─── Extrait ───

| ALCOOLIQUE, adj. et subst. A.− Adjectif. 1. Vieilli. [En parlant d'un liquide] Qui contient de l'alcool. Liqueur alcoolique : 1. Observez au cabaret même, si vous pouvez surmonter ce dégoût : vous verrez qu'un homme en état ordinaire, buvant du vin non frelaté, boirait bien davantage, sans inconvénient. Mais, pour celui qui ne boit pas de vin tous les jours, qui sort énervé, affadi par l'atmosphère de l'atelier, qui ne boit, sous le nom de vin, qu'un misérable mélange alcoolique, l'ivresse est infaillible.
J. Michelet, Le Peuple,1846, p. 89. 2. On boit l'eau des torrents dans la montagne, l'eau des ruisseaux dans la plaine, relevée de quelques gouttes de rhum, dont chacun a sa provision contenue dans une corne de bœuf appelée « chiffle ». Il faut avoir soin, d'ailleurs, de ne pas abuser des boissons alcooliques, peu favorables dans une région où le système nerveux de l'homme est particulièrement exalté.
J. Verne, Les Enfants du capitaine Grant,t. 1, 1868, p. 91. Rem. Pour la concurrence alcoolique/alcoolisé, cf. alcoolisé. 2. Qui est provoqué par les boissons alcooliques : 3. Moréas en ce moment souffre de crises alcooliques et n'est pas aux côtés de son ancien collaborateur.

───

Liste des tâches:
a) Extrayez de l'article de dictionnaire sur le mot « alcoolique » le passage qui commence aux mots « J. Michelet, Le » et s'arrête après les mots « est particulièrement exalté. ».
b) Poursuivez l'article de dictionnaire consacré au mot « alcoolique » au-delà de sa dernière phrase.

─── Lignes présentées ───

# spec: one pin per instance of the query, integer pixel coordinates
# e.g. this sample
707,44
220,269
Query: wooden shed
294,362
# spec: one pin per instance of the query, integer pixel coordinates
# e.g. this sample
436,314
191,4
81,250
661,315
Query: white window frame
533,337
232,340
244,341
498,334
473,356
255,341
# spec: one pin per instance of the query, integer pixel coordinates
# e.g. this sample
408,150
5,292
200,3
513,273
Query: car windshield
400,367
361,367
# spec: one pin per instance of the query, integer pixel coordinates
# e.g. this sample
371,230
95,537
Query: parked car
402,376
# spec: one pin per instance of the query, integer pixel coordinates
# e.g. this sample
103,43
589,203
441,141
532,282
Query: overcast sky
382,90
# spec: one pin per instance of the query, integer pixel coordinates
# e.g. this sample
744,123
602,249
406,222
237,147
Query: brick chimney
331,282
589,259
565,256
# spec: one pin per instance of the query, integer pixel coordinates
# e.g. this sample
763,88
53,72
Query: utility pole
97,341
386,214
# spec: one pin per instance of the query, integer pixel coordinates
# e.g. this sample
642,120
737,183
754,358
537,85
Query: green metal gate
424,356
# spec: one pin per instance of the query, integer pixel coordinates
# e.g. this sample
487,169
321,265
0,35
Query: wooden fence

───

Réponses par tâche:
a)
J. Michelet, Le Peuple,1846, p. 89. 2. On boit l'eau des torrents dans la montagne, l'eau des ruisseaux dans la plaine, relevée de quelques gouttes de rhum, dont chacun a sa provision contenue dans une corne de bœuf appelée « chiffle ». Il faut avoir soin, d'ailleurs, de ne pas abuser des boissons alcooliques, peu favorables dans une région où le système nerveux de l'homme est particulièrement exalté.

b)
J. Rivière, Alain-Fournier, Correspondance,lettre de J. R. à A.-F., oct. 1906, p. 278. 3. Qui appartient à l'alcool : 4. De toutes les tables de café monte en l'air une odeur alcoolique, un parfum d'absinthe, avec le bruit et le rire des gens qui discutent les nouvelles du matin ou les plaisirs du soir.
E. et J. de Goncourt, Charles Demailly,1860, pp. 191-192. 4. Qui concerne l'alcool : 5. Nous sortirions du cadre de notre sujet en racontant comment Pasteur fut amené à isoler les ferments lactique et alcoolique, comment il les cultiva sur des milieux définis, comment il s'assura qu'en ensemençant ces êtres de culture dans le lait ou le moût de raisin on y provoque à volonté telle ou telle fermentation.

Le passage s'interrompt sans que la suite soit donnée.